— Aim of the exercise —
For the records that follow, work out how many lines include "wall" and give only that count.

— Exercise data —
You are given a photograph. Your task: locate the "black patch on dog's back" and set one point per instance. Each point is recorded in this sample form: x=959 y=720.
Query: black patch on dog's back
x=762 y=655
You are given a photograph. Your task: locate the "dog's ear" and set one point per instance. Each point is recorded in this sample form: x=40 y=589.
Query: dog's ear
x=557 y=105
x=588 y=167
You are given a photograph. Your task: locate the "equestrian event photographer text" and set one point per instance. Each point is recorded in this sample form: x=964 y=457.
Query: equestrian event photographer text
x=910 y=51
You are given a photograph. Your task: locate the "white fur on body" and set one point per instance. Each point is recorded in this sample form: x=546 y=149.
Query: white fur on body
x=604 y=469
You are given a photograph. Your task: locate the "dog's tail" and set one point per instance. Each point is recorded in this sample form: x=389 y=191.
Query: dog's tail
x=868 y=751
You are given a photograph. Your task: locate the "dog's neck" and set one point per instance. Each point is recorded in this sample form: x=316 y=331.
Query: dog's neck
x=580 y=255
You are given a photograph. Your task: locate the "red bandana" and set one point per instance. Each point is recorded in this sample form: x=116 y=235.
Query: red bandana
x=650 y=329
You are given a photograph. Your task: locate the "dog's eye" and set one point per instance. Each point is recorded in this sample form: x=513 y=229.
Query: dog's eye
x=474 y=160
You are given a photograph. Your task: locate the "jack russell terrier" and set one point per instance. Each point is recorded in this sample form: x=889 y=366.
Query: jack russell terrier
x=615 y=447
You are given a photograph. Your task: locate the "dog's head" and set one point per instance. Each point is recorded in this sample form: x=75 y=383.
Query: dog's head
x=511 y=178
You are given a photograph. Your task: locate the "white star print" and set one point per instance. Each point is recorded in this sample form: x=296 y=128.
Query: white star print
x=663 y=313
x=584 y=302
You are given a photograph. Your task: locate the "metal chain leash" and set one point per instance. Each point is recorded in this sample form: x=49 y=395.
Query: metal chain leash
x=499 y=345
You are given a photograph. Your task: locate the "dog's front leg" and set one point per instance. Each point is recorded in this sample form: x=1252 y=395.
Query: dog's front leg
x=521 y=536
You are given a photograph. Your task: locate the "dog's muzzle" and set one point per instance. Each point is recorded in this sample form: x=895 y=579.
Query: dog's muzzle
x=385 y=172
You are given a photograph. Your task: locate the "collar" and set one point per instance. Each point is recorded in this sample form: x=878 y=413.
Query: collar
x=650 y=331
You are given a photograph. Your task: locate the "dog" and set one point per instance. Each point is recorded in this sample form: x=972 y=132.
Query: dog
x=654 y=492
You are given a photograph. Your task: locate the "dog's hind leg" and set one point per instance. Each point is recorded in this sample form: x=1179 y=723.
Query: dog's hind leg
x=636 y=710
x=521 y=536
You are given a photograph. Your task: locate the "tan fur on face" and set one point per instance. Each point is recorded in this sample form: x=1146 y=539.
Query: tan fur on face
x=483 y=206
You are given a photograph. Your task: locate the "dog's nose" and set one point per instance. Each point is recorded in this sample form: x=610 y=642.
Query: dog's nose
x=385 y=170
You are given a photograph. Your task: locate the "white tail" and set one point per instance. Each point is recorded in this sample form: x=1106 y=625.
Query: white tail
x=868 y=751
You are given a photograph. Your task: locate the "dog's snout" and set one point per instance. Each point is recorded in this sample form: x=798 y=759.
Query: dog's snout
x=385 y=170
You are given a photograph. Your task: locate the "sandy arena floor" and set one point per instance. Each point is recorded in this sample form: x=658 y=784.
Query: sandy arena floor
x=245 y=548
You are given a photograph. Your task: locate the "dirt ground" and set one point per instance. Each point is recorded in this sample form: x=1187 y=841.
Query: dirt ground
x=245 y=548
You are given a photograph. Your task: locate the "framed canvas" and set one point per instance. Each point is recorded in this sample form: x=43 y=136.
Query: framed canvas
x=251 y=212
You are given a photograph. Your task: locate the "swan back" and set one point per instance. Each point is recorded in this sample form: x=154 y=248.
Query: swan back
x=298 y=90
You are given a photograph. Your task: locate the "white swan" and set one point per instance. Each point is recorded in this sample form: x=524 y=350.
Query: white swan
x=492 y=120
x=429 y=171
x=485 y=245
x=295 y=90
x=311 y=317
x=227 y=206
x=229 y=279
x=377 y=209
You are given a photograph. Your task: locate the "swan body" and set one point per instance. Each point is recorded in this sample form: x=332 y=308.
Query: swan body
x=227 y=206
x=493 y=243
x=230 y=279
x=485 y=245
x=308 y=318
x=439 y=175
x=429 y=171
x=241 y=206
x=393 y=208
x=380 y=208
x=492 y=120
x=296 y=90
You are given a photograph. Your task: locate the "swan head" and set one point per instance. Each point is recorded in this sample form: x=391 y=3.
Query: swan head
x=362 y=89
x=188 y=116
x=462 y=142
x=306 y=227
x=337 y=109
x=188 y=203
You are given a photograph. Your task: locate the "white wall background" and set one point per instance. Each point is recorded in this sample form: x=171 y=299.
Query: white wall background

— Written solution —
2